- _Exercise requirements_:
Write out the entries below in full, exactly as given.

- _Exercise inputs_:
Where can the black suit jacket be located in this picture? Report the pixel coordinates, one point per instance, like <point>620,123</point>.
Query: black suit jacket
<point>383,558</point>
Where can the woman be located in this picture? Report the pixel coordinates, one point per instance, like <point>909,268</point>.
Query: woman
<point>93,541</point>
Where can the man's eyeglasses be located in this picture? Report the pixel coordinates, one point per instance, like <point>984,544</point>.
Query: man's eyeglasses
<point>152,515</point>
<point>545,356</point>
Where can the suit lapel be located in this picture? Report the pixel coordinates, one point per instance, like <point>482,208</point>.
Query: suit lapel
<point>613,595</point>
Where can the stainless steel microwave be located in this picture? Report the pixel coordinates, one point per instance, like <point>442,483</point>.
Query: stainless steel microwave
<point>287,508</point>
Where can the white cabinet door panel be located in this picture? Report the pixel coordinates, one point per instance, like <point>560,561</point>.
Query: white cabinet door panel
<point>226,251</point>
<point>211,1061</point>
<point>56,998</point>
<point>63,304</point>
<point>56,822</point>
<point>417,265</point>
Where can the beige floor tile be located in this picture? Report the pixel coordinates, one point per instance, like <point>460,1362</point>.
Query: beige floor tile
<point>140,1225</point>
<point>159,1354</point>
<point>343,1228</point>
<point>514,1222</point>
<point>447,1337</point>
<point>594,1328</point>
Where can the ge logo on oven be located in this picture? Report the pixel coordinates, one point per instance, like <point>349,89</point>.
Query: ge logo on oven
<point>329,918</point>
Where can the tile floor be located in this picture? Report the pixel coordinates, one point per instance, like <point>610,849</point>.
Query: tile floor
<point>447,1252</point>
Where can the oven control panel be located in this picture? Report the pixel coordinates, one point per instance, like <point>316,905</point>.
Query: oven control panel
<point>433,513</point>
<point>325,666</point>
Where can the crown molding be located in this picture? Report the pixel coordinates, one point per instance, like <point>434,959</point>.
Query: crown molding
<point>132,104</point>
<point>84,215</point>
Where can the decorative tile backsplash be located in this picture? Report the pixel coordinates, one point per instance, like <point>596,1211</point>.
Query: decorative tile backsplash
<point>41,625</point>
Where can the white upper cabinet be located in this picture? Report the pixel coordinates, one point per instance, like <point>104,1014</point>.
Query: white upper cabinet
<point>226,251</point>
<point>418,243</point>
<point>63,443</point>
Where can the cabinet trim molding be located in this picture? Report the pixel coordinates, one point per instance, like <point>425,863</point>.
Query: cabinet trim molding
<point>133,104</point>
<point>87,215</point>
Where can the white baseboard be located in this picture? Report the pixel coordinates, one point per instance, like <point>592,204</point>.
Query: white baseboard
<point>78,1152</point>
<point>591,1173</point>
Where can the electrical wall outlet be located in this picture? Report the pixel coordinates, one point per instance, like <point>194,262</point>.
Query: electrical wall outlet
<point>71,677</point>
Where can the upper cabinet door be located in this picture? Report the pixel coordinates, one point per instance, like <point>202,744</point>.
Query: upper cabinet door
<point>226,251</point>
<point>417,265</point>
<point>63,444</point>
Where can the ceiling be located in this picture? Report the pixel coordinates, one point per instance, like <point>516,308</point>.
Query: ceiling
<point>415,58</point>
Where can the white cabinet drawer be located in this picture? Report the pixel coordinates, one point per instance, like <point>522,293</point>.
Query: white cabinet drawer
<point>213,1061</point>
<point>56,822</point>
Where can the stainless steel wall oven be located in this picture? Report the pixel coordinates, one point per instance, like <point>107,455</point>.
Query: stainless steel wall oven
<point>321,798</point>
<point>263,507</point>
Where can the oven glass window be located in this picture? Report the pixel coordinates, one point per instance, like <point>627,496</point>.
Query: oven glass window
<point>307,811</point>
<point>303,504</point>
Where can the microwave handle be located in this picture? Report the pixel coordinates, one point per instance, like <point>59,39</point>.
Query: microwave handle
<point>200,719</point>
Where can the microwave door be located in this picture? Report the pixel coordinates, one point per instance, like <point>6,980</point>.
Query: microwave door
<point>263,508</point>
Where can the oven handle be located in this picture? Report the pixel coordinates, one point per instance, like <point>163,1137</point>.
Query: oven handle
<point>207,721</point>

- _Output for this task_:
Where can the black suit jacket be located in this picture? Report the pixel coordinates, one point per instance, like <point>620,123</point>.
Query: black suit jacket
<point>383,558</point>
Where can the woman be located in this picture? Report the pixel coordinates, one point per instance, like <point>909,268</point>.
Query: woman
<point>93,541</point>
Where can the man's eyeglasses be located in this picture? Report the pixel coordinates, one point per instance, like <point>984,544</point>.
Query: man's eyeglasses
<point>152,515</point>
<point>545,356</point>
Where can the suit lapel be located in this picture? Report the pixel coordinates, one point per instance, like <point>482,208</point>.
Query: suit lapel
<point>613,595</point>
Where can the stainless steel microwave be located in this picture? Report the pixel coordinates, one point per instance, like <point>442,483</point>.
Query: stainless steel microwave
<point>287,508</point>
Where can the white cabinet door panel be located in this picture? Report the pixel coordinates, one point per instance, like <point>560,561</point>.
Query: white cabinet door panel
<point>226,251</point>
<point>211,1061</point>
<point>56,998</point>
<point>63,304</point>
<point>56,822</point>
<point>417,265</point>
Where can the beige floor tile be located in this picture? Report the pixel coordinates, one point per instance, like <point>460,1362</point>.
Query: beige floor tile
<point>140,1225</point>
<point>159,1354</point>
<point>343,1228</point>
<point>514,1222</point>
<point>447,1337</point>
<point>594,1328</point>
Where can the ge logo on oven be located in this picture? Report the pixel coordinates, one point per instance, like <point>349,89</point>.
Query: ge logo on oven
<point>329,918</point>
Where can the tile floor be located in this picture? Report the pixel coordinates, one point per instance, like <point>610,849</point>.
Query: tile floor
<point>447,1252</point>
Where can the oven control panel be located in this picture? Report the pixel coordinates, one point per instance, like <point>316,905</point>.
Query: oven control panel
<point>433,513</point>
<point>325,666</point>
Where can the crown molding be located in this picture? Report the pixel coordinates, one point per instance, like <point>434,959</point>.
Query: crown molding
<point>132,104</point>
<point>84,215</point>
Where can the decorative tile backsplash be located in this picture? Report the pixel coordinates, one point per instance, like <point>596,1211</point>.
Query: decorative tile backsplash
<point>41,625</point>
Where can the white upper cabinet be located in this picture? Report the pixel coordinates, one point per instance, like <point>104,1014</point>.
Query: white upper cabinet
<point>226,251</point>
<point>418,243</point>
<point>63,443</point>
Where can the cabinet trim molding be located in this picture? Report the pixel coordinates, one point per instance, like <point>425,863</point>.
Query: cabinet trim molding
<point>133,104</point>
<point>87,215</point>
Where can the white baseboard be located in this picture? Report the pixel coordinates, one point per instance, like <point>592,204</point>.
Query: white baseboard
<point>78,1152</point>
<point>591,1173</point>
Where can the electrical wall outlet be located in this picture? Report the pixel coordinates, one point per instance, like <point>194,262</point>.
Query: electrical wall outlet
<point>71,677</point>
Where can the upper cabinet door be located in this picture? Report the pixel coordinates, one point per instance, like <point>202,744</point>.
Query: upper cabinet door
<point>226,251</point>
<point>417,265</point>
<point>63,444</point>
Where can the ceiling be located in this picture? Report the pixel coordinates, one point per instance, like <point>516,308</point>.
Query: ceiling
<point>415,58</point>
Where can the white cabinet drawer be located in this picture? Report the pixel coordinates, one point per instance, like <point>522,293</point>.
Query: white cabinet drawer
<point>213,1061</point>
<point>56,822</point>
Where can the stainless steel wall oven be located in this picture? Report the pixel coordinates, one point per instance, like <point>107,455</point>.
Query: stainless steel wall oven
<point>321,798</point>
<point>263,507</point>
Where can the oven glass window be located in this picture? Report the pixel coordinates, one point per instance, like <point>627,496</point>.
Query: oven glass window
<point>307,811</point>
<point>303,504</point>
Where can the microwave handle be located in this picture? Report the pixel coordinates, one point per instance, like <point>59,39</point>.
Query: microwave handle
<point>200,719</point>
Where can the microwave door be located in this picture? Report the pixel coordinates, one point per instance, like <point>6,980</point>.
Query: microwave door
<point>263,508</point>
Where can the oven handle be located in this picture? Report the pixel coordinates, one point per instance, like <point>163,1137</point>.
Query: oven handle
<point>207,721</point>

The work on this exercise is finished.